▸ **PAGE**
Naval Safety Center Banner

Go Search

 

May 2012 #2: No, Do-It-Yourself Fireworks Aren’t on the Lesson Plan

1. Welcome to the latest edition of the Summary of Mishaps, another chapter in our ongoing saga of situational awareness (loss of), common sense (lack of), and complacency (no lack of).

A. A private was taking the land-navigation part of the infantry rifleman course when he came across an unexploded artillery simulator. He’d been given the unexploded-ordnance brief, the one that says to keep your cotton-picking fingers off of any that you find. Alas, he must not have been paying attention, because this brief apparently just whetted his appetite to find out why. He lit the flash powder in the simulator. It functioned as advertised. At least he was wearing his protective goggles, so he was able to look in a mirror and say, “Oh, so that’s why you aren’t supposed to play with unexploded ordnance.” He had scorched his face to the tune of four lost days of work and three weeks of light duty.

Y’know what would be nice? If personnel who are taking the land-navigation course would concentrate on land navigation. If do-it-yourself fireworks were part of the curriculum, they’d issue some, along with instructions and PPE.

▸ **PROVIDED MATERIAL**

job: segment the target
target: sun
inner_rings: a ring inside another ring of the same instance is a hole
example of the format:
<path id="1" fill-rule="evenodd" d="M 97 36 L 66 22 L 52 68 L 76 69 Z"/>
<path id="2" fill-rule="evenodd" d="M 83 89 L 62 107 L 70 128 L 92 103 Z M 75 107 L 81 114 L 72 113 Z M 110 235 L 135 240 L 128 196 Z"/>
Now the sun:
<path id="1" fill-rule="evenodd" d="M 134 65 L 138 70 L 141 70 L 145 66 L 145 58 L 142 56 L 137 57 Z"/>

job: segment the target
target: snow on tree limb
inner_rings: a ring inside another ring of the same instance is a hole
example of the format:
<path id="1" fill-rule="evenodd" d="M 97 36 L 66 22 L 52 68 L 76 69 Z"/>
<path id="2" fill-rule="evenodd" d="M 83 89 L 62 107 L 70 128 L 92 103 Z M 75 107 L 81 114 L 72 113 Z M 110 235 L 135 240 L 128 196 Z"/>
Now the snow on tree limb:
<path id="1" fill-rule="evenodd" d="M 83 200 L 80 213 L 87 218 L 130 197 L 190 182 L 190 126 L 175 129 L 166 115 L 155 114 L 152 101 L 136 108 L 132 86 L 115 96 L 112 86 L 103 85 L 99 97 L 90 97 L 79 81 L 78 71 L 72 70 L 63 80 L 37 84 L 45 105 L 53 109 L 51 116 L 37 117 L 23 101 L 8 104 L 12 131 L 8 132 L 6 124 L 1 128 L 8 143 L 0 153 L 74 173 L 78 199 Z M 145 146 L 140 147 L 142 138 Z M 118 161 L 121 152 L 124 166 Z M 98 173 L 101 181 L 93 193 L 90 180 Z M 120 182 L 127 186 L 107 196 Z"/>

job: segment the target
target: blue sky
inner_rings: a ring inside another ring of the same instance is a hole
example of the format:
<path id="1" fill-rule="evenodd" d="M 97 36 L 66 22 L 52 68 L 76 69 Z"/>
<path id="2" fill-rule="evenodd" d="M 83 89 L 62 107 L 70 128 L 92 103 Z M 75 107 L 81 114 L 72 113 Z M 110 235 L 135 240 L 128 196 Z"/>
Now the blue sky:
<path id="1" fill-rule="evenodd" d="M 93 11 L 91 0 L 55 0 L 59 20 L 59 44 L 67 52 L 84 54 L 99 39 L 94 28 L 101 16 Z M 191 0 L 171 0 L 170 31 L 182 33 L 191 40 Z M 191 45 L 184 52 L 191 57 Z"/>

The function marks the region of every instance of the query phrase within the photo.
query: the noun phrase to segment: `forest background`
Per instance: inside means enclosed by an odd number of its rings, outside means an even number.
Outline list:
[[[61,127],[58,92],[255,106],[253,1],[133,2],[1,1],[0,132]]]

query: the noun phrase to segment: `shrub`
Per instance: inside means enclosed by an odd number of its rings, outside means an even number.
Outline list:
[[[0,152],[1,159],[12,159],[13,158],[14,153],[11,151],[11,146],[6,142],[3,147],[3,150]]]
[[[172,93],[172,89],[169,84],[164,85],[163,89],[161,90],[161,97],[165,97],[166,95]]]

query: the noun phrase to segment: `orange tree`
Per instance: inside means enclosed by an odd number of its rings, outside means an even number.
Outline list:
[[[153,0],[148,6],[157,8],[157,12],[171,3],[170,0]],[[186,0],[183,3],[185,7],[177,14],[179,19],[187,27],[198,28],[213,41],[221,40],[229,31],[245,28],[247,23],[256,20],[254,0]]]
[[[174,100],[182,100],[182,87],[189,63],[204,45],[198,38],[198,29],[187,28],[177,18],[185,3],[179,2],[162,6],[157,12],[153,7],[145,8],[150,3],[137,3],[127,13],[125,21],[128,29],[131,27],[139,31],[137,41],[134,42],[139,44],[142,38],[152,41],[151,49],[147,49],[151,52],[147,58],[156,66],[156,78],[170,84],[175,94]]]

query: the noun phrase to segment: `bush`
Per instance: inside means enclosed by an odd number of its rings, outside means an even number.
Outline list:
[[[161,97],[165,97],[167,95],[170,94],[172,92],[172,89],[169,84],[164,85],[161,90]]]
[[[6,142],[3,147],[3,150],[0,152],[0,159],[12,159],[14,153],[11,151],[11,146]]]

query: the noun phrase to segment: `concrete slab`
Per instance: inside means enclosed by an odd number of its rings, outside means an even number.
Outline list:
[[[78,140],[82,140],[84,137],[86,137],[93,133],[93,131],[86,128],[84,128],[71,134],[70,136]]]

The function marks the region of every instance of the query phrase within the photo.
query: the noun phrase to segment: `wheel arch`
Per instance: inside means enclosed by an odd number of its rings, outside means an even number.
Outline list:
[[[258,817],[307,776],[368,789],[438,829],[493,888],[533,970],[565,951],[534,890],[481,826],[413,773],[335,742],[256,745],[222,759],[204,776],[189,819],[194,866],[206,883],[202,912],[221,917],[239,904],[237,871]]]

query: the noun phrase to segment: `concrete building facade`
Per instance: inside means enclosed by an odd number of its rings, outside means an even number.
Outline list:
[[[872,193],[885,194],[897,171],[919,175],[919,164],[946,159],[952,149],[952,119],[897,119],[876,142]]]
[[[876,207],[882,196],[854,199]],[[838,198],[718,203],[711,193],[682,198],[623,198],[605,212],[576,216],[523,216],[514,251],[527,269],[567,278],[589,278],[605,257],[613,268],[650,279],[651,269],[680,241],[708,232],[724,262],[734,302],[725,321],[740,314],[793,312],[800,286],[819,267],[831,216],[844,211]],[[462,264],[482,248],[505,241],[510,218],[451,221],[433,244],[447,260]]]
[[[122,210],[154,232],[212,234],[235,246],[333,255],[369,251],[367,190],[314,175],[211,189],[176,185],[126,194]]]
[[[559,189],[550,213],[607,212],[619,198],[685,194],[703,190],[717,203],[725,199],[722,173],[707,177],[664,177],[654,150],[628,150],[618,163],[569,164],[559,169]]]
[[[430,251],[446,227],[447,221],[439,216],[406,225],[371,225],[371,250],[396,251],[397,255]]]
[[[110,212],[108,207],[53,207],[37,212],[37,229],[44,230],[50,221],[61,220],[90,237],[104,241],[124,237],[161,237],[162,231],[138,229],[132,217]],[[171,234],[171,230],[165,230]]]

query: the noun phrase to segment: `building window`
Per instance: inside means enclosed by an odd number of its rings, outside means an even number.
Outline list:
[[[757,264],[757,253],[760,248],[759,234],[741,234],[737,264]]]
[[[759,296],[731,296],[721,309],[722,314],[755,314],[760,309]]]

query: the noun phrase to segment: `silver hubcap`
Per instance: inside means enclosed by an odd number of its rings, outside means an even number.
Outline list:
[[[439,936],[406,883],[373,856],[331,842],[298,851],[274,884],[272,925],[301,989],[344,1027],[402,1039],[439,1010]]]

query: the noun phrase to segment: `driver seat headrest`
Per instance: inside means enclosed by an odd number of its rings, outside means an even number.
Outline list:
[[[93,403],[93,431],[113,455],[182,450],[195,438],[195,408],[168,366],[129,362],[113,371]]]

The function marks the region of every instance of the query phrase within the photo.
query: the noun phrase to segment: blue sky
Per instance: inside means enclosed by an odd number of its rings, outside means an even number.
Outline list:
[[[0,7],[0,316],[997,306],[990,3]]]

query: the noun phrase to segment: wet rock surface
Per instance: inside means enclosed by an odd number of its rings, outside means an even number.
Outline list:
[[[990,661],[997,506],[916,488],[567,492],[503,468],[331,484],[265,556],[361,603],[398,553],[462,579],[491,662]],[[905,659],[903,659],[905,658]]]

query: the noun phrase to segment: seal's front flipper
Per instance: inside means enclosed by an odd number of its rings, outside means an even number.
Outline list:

▸ **GIVEN EXERCISE**
Retype the passage of the mishap summary above between "Y’know what would" and "instructions and PPE.", inclusive.

▸ **EXERCISE RESPONSE**
Y’know what would be nice? If personnel who are taking the land-navigation course would concentrate on land navigation. If do-it-yourself fireworks were part of the curriculum, they’d issue some, along with instructions and PPE.